What Brian Gestring Proposes
Despite all these challenges, Gestring is not a pessimist. He is pragmatic. He believes the forensic community can fix itself if it chooses to.
Here are his key proposals.
1. Use NAFSB’s Influence
The recently developed National Association of Forensic Science Boards represents 44 percent of ANAB accredited providers. That is a huge block.
If NAFSB encourages its members to raise their standards, the ripple effect could push the entire system to improve, just like how California’s strict car emission rules influence the whole auto industry.
2. Restore Rigorous Standards
Many standards were watered down when forensic accreditation programs moved from small companies only providing accreditation for forensic providers to large companies that accredit many different industries. Over time, reviews and checks within forensic labs have been watered down. Gestring calls for reinstating strong administrative and technical reviews, along with requiring each provider to have a technical leader. Someone who is responsible for keeping up with all the changes in their field and making the technical decisions.
3. Build Redundancy in Accreditation
Right now, ANAB, a privately owned company, dominates the forensic accreditation market. Gestring suggests encouraging other accreditation vendors to enter the market.
+ + + +
# WORK TASK 1:
Please repeat the part of the excerpt on Gestring's proposals from "What Brian Gestring" to "a huge block.".
# WORK TASK 2:
Decide whether each statement below agrees with the excerpt on Gestring's proposals. Answer yes or no and quote the words from the excerpt that settle it. (a) NAFSB represents 44 percent of ANAB accredited providers. (b) Gestring wants to drop the requirement for a technical leader. (c) ANAB is a publicly owned company.
# WORK TASK 3:
In the excerpt on Gestring's proposals, what is the ripple effect of NAFSB raising standards compared to?

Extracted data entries
+ + + +
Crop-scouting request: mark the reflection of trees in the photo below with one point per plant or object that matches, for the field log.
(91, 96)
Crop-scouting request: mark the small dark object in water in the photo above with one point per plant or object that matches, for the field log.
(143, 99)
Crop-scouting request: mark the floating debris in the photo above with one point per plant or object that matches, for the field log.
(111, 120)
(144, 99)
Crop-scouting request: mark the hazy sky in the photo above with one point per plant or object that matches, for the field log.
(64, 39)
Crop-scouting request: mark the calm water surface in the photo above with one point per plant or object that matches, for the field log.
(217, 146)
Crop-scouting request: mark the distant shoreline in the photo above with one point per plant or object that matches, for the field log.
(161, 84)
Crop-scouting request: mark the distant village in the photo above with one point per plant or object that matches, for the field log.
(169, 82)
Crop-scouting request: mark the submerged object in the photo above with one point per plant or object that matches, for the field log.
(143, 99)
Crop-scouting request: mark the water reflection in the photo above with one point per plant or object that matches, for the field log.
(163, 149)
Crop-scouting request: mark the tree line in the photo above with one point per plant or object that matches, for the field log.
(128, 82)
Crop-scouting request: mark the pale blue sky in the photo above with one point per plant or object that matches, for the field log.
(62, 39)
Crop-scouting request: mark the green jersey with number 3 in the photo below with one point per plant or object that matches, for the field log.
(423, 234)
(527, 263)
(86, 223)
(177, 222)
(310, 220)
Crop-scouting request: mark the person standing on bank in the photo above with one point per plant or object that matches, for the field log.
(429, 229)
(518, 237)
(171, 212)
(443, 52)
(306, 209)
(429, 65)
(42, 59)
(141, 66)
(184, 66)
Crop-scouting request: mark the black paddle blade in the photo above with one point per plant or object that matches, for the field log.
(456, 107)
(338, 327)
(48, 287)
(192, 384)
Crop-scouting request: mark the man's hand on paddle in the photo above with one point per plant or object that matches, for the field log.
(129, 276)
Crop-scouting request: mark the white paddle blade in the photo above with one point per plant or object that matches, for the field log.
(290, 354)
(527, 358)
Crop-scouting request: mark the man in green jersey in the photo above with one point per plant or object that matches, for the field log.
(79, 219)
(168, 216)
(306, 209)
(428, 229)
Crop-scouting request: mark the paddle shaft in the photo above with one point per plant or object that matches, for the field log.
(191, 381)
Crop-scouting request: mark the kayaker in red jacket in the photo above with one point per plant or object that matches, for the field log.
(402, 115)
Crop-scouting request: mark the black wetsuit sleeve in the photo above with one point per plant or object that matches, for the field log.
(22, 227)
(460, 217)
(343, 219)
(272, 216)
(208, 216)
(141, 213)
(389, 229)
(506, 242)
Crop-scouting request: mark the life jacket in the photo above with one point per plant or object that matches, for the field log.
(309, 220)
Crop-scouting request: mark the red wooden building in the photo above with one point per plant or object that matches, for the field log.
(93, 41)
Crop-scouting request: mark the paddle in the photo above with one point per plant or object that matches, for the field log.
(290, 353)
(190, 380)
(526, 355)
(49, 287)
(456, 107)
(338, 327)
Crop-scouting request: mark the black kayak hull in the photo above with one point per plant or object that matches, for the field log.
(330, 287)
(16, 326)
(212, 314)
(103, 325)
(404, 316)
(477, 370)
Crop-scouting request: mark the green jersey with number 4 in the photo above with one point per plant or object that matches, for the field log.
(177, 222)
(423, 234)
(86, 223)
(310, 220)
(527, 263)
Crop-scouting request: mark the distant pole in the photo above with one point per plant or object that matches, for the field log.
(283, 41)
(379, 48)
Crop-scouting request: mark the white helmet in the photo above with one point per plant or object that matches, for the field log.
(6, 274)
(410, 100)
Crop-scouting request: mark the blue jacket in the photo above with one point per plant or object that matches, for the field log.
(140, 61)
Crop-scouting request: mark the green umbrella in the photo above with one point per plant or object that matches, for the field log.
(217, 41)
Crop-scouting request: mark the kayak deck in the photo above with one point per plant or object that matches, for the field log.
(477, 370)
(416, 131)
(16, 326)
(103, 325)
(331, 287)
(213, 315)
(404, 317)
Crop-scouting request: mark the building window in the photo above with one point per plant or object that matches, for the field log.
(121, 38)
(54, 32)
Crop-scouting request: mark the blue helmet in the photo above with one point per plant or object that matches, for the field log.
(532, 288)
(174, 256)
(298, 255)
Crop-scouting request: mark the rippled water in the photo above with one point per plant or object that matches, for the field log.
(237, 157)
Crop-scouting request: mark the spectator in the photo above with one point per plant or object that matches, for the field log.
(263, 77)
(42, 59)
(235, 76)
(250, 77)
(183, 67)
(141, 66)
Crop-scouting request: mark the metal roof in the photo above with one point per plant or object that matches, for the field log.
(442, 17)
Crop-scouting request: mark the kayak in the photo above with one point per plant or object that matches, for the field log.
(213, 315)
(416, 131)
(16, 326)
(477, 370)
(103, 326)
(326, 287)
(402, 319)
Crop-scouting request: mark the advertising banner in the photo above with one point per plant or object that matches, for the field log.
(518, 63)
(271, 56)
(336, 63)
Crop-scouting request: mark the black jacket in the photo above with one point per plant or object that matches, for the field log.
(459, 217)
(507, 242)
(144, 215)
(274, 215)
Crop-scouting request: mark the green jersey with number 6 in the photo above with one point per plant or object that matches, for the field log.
+ + + +
# TASK OUTPUT 1:
What Brian Gestring Proposes
Despite all these challenges, Gestring is not a pessimist. He is pragmatic. He believes the forensic community can fix itself if it chooses to.
Here are his key proposals.
1. Use NAFSB’s Influence
The recently developed National Association of Forensic Science Boards represents 44 percent of ANAB accredited providers. That is a huge block.

# TASK OUTPUT 2:
(a) Yes: "represents 44 percent of ANAB accredited providers"
(b) No: "requiring each provider to have a technical leader"
(c) No: "ANAB, a privately owned company"

# TASK OUTPUT 3:
It is compared to California's strict car emission rules, which influence the whole auto industry.